Identify and copy all lines of the material where the string "wall" is found.

________________________________________

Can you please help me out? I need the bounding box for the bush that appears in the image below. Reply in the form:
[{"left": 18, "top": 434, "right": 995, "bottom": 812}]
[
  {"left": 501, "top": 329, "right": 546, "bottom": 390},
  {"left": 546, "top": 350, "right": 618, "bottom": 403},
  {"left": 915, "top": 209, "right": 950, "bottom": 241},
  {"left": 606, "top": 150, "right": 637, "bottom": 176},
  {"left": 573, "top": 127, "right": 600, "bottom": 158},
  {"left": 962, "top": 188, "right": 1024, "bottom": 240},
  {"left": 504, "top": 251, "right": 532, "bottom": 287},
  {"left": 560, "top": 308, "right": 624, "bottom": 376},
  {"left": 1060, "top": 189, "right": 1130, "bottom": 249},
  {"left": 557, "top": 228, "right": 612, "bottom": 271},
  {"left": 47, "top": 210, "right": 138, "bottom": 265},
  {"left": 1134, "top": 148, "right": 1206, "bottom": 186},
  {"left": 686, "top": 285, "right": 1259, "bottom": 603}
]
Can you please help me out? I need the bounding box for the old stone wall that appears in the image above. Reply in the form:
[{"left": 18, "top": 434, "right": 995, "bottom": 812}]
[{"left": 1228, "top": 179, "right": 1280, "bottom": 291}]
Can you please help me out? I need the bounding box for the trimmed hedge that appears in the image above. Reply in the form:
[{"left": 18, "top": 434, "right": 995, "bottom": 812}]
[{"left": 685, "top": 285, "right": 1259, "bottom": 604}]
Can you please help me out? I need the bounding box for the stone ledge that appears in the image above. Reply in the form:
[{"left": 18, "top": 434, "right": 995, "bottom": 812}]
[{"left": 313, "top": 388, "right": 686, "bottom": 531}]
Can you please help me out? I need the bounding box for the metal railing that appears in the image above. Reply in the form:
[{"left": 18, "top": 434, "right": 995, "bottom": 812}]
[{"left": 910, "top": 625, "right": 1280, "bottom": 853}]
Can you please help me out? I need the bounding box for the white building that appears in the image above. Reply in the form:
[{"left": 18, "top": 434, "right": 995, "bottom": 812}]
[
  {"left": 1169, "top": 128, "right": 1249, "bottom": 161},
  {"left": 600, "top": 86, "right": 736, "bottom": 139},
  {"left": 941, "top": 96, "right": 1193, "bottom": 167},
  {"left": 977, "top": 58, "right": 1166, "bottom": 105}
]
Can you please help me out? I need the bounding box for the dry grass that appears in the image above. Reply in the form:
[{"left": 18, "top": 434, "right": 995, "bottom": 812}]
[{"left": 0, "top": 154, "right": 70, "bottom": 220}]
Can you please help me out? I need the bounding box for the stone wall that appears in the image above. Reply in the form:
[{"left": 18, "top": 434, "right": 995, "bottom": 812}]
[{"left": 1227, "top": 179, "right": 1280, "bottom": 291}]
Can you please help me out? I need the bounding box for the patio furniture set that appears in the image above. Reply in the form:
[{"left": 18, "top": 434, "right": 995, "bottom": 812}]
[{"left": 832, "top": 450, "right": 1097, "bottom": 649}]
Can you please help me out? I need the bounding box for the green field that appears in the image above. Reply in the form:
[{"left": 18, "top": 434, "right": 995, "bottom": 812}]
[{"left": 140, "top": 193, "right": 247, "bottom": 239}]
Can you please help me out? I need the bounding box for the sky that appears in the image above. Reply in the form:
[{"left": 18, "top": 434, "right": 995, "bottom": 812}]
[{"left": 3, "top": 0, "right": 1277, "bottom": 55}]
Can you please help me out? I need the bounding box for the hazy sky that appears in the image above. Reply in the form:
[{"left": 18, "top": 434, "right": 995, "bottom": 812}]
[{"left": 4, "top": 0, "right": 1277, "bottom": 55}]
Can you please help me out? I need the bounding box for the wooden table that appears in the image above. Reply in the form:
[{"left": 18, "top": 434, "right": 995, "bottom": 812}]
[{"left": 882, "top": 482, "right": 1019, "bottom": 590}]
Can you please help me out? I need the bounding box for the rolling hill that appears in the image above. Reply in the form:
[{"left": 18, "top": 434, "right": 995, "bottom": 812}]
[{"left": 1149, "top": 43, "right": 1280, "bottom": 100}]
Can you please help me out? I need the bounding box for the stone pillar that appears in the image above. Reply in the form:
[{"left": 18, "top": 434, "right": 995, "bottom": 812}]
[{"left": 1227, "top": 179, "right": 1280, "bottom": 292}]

________________________________________

# RESPONSE
Can you please help me out? I need the bounding box for the old stone wall that appears in the image above. Reply in the form:
Can you please help me out? I need the bounding box for the stone wall that appears in the image above. Reply in the form:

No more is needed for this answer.